— START OF ENTRIES SUPPLIED —
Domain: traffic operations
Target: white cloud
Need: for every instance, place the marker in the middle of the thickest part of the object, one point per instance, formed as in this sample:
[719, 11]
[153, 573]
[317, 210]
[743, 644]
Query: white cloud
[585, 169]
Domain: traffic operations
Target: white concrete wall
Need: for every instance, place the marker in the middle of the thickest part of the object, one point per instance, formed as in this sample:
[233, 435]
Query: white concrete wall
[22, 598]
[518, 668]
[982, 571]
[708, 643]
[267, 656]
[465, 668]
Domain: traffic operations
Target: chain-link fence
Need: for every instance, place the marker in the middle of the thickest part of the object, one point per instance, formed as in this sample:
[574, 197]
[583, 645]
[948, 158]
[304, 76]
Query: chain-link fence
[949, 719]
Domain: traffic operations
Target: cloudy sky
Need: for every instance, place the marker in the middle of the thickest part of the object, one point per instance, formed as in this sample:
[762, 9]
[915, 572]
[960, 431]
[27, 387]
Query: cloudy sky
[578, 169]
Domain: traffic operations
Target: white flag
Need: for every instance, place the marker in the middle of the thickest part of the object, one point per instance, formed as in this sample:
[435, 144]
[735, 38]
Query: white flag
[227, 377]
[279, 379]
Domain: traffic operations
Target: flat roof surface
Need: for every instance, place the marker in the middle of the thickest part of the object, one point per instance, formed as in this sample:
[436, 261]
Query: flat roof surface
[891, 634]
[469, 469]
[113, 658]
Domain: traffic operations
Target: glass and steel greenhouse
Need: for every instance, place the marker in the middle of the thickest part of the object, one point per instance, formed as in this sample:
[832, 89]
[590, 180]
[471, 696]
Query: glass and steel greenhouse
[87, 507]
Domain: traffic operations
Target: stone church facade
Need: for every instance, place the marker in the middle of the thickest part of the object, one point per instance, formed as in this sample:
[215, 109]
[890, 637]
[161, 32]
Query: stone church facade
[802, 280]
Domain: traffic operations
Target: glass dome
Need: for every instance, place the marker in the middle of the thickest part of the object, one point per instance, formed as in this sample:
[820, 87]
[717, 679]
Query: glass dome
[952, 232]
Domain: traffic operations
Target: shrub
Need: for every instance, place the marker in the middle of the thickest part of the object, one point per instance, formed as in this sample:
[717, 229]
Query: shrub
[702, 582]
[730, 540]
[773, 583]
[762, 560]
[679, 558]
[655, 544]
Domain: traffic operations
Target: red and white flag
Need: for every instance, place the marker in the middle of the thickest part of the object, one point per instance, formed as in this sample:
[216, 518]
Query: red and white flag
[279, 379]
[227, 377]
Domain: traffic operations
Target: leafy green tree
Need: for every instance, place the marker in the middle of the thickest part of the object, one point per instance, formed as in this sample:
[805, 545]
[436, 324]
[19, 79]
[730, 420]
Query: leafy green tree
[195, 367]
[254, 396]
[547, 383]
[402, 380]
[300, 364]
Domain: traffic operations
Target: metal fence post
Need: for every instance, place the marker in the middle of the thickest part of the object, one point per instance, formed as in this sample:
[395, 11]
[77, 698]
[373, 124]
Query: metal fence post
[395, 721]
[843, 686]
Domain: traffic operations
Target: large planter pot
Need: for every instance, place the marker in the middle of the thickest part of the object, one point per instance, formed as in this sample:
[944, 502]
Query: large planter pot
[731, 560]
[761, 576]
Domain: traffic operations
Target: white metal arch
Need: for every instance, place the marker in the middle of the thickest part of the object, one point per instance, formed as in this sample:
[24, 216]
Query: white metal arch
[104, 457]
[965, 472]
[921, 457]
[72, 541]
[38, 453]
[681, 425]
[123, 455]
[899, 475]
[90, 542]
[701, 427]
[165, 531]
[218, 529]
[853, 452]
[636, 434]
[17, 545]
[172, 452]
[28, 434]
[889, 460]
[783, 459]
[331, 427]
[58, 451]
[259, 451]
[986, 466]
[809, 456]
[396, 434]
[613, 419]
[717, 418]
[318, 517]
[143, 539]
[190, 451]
— END OF ENTRIES SUPPLIED —
Transcribe the material exactly as it reads.

Domain: traffic operations
Target: white cloud
Need: for every instance, place the marker in the middle of the thickest part of the object, one point per instance, formed as in this sample:
[719, 11]
[153, 573]
[317, 210]
[743, 644]
Query: white cloud
[585, 169]
Domain: traffic operations
Target: white concrete wall
Need: for every instance, place the marker in the middle of the thickest part of the object, one point per instance, formed as in this sample:
[233, 435]
Query: white concrete wall
[22, 598]
[518, 668]
[982, 571]
[708, 643]
[267, 656]
[465, 668]
Domain: traffic operations
Target: chain-link fence
Need: for every instance, place the marker in the middle of the thickest part of the object, one point per instance, formed as in this sample:
[574, 197]
[583, 645]
[948, 158]
[304, 76]
Query: chain-link fence
[949, 719]
Domain: traffic operations
Target: cloudy sky
Need: for every instance, place the marker in the middle of the thickest part of the object, one point per instance, formed as in this sample:
[762, 9]
[915, 572]
[960, 431]
[27, 387]
Query: cloudy sky
[578, 169]
Domain: traffic operations
Target: white flag
Need: for every instance, place the marker in the middle of the thickest part of the object, one point per instance, formed as in this sample:
[435, 144]
[735, 38]
Query: white flag
[227, 377]
[279, 379]
Domain: traffic operations
Target: flat roof surface
Need: for every instance, place the marker in the middle of the thickest part of the object, one point per instance, formed as in this sample:
[436, 261]
Query: flat roof surface
[891, 634]
[469, 469]
[113, 658]
Domain: traffic operations
Target: glass and steel greenhouse
Need: for every instance, place the marker in the middle of the thickest part of the object, one point per instance, formed as in this sample:
[832, 89]
[590, 180]
[471, 696]
Query: glass and steel greenhouse
[87, 507]
Domain: traffic operations
Target: stone church facade
Need: for every instance, place the marker in the middle of the thickest part of the object, one point per instance, formed as in this sample:
[215, 109]
[890, 637]
[161, 32]
Query: stone church facade
[802, 280]
Domain: traffic operations
Target: glass dome
Need: for every instance, place the marker in the middle of the thickest part of the object, one point per instance, formed as in this sample:
[820, 87]
[717, 679]
Query: glass dome
[952, 232]
Domain: traffic operations
Target: shrub
Need: for every instance, place the marker in the middle of the thickest part of the object, one point per instance, formed as in this sample:
[717, 229]
Query: shrub
[702, 582]
[730, 540]
[773, 583]
[762, 560]
[679, 558]
[655, 544]
Domain: traffic operations
Target: red and white flag
Need: for every instance, place the marker in the middle of the thickest part of the object, one point per instance, formed as in this sample:
[216, 518]
Query: red and white flag
[279, 379]
[227, 377]
Domain: traffic operations
Target: leafy green tree
Need: for every instance, place the marker in the middle of the thickest part of the object, one point per instance, formed as in this sample:
[805, 545]
[436, 324]
[19, 79]
[730, 420]
Query: leafy green tree
[195, 367]
[254, 396]
[547, 383]
[402, 380]
[300, 364]
Domain: traffic operations
Target: metal fence post
Need: for every instance, place the marker in the middle of the thickest part of the object, one point per instance, formed as in this sample:
[395, 11]
[77, 698]
[373, 124]
Query: metal fence post
[395, 721]
[843, 686]
Domain: traffic operations
Target: large planter pot
Need: for every instance, place the marker in the middle of the thickest part of the object, one point per instance, formed as in this sample:
[944, 502]
Query: large planter pot
[731, 560]
[761, 576]
Domain: traffic operations
Target: white metal arch
Need: for every instance, place the marker in the middle of the thickest part of the object, one point per instance, formed as in this sample:
[24, 216]
Query: white metal arch
[104, 457]
[965, 472]
[921, 457]
[72, 541]
[38, 453]
[681, 425]
[123, 455]
[899, 475]
[90, 542]
[701, 427]
[165, 531]
[218, 529]
[853, 452]
[636, 434]
[17, 545]
[172, 452]
[28, 434]
[889, 460]
[783, 459]
[331, 427]
[58, 451]
[259, 451]
[986, 466]
[809, 456]
[396, 434]
[613, 419]
[717, 418]
[318, 517]
[143, 539]
[190, 451]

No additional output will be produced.